- [Written task]
Write out every line of the material below word for word, changing nothing.

- [Input]
-- BEGIN --

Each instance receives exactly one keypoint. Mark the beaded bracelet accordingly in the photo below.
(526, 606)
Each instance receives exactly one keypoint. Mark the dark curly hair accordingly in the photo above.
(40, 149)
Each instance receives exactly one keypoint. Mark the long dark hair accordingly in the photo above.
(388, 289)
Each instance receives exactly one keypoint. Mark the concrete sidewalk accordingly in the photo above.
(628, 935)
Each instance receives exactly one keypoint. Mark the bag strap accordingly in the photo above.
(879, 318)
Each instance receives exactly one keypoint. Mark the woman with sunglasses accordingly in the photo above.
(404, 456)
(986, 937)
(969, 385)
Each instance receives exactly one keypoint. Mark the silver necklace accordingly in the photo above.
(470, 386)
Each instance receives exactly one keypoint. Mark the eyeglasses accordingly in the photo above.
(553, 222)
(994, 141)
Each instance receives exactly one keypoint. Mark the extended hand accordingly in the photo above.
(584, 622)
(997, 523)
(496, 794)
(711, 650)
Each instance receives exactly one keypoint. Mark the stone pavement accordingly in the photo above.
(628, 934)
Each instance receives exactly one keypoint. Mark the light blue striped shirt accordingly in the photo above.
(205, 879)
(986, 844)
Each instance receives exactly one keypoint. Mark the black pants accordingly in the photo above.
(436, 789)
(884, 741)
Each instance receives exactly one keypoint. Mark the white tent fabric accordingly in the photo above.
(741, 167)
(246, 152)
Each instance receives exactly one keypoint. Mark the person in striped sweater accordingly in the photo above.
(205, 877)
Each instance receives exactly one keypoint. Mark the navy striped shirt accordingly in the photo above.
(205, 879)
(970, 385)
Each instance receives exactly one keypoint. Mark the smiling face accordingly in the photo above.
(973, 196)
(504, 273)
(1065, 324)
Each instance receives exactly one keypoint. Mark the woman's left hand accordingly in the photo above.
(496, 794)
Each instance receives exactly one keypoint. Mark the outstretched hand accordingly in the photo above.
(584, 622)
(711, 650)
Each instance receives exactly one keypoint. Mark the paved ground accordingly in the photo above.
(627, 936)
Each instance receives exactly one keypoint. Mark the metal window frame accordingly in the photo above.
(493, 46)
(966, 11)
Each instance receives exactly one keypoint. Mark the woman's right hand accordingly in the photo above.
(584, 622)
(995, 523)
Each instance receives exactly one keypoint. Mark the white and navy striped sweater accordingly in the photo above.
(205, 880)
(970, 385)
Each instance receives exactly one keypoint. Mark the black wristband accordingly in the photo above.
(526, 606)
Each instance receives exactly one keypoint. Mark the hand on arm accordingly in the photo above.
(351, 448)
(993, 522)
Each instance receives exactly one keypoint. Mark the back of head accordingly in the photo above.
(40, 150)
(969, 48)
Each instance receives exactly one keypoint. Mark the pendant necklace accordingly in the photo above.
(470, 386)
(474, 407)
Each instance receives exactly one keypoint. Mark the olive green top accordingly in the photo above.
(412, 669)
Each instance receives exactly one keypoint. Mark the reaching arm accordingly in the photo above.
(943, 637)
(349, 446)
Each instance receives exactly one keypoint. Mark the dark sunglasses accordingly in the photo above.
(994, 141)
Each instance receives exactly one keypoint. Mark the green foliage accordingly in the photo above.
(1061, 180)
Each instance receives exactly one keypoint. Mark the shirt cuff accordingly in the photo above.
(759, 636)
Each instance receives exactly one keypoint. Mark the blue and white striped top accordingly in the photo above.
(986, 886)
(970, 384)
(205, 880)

-- END --

- [Finished answer]
Each instance receives exactly one keypoint. Mark the beaded bracelet accordingly in the photo below.
(526, 606)
Each instance receives exactly one keypoint. Mark the dark curly hair accordingly in the photo above.
(40, 149)
Each instance receives exactly one keypoint. Mark the long dark hair accordingly in the photo above.
(388, 289)
Each instance receives exactly one keypoint. Mark the concrete sidewalk accordingly in the photo above.
(628, 935)
Each instance receives exactly one keypoint. Mark the bag strap accordingly in the photo above.
(879, 318)
Each instance receives exactly one keypoint. Mark the woman with sunglasses accordingly in the photo above.
(404, 456)
(986, 937)
(969, 385)
Each instance receives exactly one keypoint. Mark the silver necklace accordingly in the photo above.
(470, 386)
Each instance receives exactly one keypoint. Mark the eyeglasses accordingly in the photo above.
(553, 222)
(994, 141)
Each instance receives exactly one keypoint. Mark the extended hand accordingly in the photo above.
(584, 622)
(997, 523)
(496, 794)
(711, 650)
Each instance receives exactly one keypoint. Mark the stone pavement accordingly in the photo above.
(628, 934)
Each instance receives exactly one keypoint. Mark the light blue striped shirt accordingly in the photo above.
(205, 879)
(986, 844)
Each instance receives exactly one keypoint. Mark the black pants accordingly in the photo above.
(436, 789)
(884, 741)
Each instance receives exactly one keypoint. Mark the white tent fabric accordingly in the photo above.
(741, 167)
(246, 152)
Each instance receives exactly one keypoint. Mark the person in striped sweater accordingly in the photo above.
(205, 877)
Each instance receives exactly one keypoint. Mark the navy striped shirt accordingly in the photo above.
(205, 879)
(970, 385)
Each instance receives exactly one keypoint. Mark the smiling face accordingly in the photo above.
(973, 196)
(504, 273)
(1065, 324)
Each instance receives exactly one keypoint. Mark the woman's left hand accordingly in the photo above.
(496, 794)
Each instance receives exactly one keypoint. Mark the outstretched hand accordingly in the photo above.
(584, 622)
(711, 650)
Each instance receives exactly one keypoint. Mark the paved ground accordingly in the photo above.
(627, 936)
Each instance receives exactly one keypoint. Mark the metal window frame accordingly in the photo above.
(493, 46)
(966, 11)
Each instance receives exactly one keypoint. Mark the woman's right hand accordingly in the photo above.
(584, 622)
(995, 523)
Each instance receives exactly one keypoint. Mark the white and navy striped sweater accordingly in the photo above.
(205, 880)
(970, 385)
Each instance receives exactly one keypoint. Mark the black wristband accordingly in the photo above.
(526, 606)
Each instance receives exactly one keypoint. Mark the hand on arm accordingly in the photo above.
(351, 448)
(993, 522)
Each instance receives exactly one keypoint. Mark the back of head accordingly in the photo above.
(40, 150)
(969, 48)
Each instance receives exactly one keypoint. Mark the pendant necklace accordingly in the photo above.
(470, 386)
(474, 407)
Each instance receives exactly one keypoint. Mark the olive green top accordingly in the photo above.
(412, 669)
Each instance receives exactly one keypoint. Mark the reaching arm accordingly in the photo above.
(943, 637)
(349, 446)
Each instance receives exactly one keypoint. Mark the dark sunglasses accordingly in the photo above.
(994, 141)
Each instance receives exactly one keypoint. Mark the green foliage accordingly in the photo above.
(1061, 180)
Each instance receives exactly one keypoint. Mark the shirt cuff accordingly in the photo above.
(759, 636)
Each instance receives exactly one keypoint. Mark the blue and white striped top accordingly in the photo above.
(986, 886)
(970, 384)
(205, 880)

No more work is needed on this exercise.